Your instructions:
From the data below, repeat exactly the lines from the line with "[(270, 225), (230, 202)]" to the line with "Tag the sofa", both included.

Supplied data:
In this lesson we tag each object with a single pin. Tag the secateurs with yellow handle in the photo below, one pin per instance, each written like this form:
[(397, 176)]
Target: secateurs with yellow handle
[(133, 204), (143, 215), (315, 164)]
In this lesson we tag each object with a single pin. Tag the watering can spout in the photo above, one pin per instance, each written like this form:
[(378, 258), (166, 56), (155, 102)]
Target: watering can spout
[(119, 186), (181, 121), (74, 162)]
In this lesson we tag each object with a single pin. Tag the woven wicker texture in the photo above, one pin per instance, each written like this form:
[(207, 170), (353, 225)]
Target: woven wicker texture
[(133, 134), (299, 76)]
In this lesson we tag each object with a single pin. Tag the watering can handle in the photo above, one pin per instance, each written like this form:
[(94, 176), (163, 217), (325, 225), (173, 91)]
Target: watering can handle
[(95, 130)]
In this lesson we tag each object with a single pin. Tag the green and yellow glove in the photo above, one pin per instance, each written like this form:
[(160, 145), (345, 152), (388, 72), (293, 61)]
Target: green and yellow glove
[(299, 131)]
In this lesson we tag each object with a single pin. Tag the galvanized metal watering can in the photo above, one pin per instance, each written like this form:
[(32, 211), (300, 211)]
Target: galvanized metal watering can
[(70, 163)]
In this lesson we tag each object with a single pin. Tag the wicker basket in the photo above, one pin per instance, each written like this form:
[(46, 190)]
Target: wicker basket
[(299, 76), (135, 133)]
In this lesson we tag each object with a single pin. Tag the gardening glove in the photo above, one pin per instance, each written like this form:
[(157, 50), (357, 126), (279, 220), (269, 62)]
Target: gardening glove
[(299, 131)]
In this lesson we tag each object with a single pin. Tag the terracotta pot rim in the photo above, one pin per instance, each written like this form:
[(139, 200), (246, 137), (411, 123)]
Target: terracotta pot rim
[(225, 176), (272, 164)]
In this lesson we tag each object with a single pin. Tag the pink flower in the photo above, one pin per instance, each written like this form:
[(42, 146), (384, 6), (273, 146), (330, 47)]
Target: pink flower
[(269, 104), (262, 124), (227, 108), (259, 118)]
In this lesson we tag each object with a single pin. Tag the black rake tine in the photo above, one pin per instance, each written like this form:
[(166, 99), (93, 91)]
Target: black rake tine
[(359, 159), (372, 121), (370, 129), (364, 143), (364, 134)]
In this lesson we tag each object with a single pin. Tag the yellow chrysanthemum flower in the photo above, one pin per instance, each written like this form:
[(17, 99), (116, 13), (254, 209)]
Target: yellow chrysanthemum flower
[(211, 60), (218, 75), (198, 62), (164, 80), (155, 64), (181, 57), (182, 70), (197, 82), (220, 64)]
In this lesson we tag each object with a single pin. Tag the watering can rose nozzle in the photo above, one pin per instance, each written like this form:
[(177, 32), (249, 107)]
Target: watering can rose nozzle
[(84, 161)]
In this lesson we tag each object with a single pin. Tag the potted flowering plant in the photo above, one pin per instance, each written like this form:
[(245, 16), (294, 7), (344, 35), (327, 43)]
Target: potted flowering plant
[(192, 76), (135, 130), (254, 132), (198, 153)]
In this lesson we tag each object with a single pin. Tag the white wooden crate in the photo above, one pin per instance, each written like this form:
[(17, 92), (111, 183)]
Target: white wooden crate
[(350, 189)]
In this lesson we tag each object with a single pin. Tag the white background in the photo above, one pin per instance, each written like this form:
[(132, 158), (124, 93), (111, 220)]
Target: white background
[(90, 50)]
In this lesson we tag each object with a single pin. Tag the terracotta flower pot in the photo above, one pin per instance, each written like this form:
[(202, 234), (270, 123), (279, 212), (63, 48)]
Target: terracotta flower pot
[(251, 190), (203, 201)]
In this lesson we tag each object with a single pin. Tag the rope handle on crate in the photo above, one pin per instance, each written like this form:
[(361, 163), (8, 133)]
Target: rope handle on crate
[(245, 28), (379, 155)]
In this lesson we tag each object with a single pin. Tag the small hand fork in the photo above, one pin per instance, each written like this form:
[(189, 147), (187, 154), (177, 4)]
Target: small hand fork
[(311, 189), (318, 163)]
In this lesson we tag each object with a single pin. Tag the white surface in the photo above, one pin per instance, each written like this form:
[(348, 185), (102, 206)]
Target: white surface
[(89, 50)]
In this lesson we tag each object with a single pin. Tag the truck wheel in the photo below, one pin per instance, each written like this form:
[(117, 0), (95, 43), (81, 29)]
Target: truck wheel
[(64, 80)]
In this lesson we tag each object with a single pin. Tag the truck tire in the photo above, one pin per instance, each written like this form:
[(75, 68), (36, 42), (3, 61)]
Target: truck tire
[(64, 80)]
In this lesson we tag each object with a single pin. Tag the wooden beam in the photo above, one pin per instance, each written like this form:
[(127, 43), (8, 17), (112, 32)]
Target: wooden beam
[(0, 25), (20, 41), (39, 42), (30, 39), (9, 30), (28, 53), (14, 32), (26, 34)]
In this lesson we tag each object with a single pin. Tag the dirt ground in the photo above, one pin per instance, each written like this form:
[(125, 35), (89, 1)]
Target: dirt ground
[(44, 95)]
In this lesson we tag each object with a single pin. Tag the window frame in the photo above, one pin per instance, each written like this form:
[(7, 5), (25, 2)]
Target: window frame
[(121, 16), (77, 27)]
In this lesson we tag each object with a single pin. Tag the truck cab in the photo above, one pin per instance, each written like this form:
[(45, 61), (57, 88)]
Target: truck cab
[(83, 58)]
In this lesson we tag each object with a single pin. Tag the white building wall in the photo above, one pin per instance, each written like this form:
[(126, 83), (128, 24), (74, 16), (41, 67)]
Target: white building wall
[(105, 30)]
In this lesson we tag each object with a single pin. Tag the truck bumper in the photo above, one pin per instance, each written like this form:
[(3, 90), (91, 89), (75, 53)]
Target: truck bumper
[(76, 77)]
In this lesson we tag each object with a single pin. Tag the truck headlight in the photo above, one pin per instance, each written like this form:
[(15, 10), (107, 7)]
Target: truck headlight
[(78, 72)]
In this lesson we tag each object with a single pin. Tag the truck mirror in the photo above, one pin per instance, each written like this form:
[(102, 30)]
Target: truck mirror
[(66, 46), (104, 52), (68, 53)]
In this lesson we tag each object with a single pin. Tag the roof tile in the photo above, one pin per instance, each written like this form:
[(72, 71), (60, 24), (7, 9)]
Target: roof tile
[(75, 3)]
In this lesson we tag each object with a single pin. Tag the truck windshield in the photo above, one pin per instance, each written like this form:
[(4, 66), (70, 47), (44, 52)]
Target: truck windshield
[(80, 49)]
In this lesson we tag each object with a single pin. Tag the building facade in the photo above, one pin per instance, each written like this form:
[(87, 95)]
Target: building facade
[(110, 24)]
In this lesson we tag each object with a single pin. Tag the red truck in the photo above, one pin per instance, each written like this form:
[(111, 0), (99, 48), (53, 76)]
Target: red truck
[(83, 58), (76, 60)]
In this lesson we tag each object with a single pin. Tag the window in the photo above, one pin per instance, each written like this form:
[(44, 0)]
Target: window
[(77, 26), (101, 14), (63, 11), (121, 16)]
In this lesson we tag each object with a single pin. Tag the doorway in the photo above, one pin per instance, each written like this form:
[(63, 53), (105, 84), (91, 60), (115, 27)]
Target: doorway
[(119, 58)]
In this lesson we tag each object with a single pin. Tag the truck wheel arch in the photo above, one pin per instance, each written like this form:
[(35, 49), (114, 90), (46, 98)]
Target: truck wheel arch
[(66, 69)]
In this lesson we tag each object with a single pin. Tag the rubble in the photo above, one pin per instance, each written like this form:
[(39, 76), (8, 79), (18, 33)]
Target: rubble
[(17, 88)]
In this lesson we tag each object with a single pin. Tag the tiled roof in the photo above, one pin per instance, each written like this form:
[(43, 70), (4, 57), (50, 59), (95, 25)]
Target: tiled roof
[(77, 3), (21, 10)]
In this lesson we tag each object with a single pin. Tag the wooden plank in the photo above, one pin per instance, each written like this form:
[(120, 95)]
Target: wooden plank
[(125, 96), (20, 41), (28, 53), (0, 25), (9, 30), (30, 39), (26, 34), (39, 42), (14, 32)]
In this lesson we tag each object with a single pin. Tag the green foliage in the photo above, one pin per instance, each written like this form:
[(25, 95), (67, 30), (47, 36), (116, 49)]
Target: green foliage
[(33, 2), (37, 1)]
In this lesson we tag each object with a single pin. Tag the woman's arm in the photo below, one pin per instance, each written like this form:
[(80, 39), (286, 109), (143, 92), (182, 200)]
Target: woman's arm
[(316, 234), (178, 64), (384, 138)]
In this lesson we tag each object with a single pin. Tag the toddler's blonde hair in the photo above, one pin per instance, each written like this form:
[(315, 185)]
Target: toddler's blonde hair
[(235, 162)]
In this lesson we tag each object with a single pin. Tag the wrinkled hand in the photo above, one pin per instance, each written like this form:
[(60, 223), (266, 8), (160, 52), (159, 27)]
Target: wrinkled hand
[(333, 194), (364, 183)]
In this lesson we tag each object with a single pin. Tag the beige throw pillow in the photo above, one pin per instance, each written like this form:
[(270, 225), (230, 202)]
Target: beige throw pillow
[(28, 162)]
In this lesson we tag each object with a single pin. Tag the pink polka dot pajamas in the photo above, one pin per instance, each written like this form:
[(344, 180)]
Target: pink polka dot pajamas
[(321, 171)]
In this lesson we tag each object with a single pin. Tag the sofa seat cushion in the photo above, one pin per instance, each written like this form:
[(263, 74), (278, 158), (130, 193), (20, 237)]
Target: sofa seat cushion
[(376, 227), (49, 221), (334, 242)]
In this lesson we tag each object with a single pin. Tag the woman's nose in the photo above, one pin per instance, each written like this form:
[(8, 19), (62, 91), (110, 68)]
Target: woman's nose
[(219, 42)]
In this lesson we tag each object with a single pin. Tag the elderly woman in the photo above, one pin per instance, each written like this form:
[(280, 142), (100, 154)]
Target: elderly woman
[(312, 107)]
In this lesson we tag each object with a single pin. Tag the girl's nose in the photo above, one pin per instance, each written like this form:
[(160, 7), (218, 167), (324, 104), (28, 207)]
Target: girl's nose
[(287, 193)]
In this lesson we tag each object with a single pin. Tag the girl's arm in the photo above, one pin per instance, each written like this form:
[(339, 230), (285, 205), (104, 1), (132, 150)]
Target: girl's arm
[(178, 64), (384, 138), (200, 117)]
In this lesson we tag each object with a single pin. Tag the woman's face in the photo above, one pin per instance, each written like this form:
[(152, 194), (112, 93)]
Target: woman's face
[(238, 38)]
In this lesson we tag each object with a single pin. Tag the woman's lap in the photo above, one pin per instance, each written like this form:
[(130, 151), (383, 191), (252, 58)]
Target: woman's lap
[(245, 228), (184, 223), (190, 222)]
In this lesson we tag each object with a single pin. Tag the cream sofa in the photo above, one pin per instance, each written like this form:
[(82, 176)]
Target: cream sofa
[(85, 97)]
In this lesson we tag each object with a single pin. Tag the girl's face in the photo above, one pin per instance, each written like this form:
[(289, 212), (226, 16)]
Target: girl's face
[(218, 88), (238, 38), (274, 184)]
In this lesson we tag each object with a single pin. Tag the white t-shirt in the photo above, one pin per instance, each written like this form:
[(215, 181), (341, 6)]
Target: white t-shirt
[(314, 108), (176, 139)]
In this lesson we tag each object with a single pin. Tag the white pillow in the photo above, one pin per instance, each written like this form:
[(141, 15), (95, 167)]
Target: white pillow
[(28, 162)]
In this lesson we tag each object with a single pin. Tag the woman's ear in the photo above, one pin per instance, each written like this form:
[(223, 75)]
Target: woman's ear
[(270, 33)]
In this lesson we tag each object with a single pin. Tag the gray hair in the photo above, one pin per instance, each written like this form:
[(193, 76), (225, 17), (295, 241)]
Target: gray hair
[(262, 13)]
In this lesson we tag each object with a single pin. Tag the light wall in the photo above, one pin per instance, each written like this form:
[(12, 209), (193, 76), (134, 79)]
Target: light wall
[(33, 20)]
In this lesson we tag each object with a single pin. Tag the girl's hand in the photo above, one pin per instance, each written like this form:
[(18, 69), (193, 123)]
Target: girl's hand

Task response:
[(270, 225), (230, 202)]
Target: beige throw pillow
[(28, 162)]
In this lesson we tag each object with a single pin. Tag the pink polka dot pajamas in the photo above, one pin per instance, each written like this form:
[(344, 180)]
Target: pink polka dot pajamas
[(321, 171)]
In this lesson we tag each object with a single pin. Tag the sofa seat cushion in the photo above, one pin per instance, each written like this form:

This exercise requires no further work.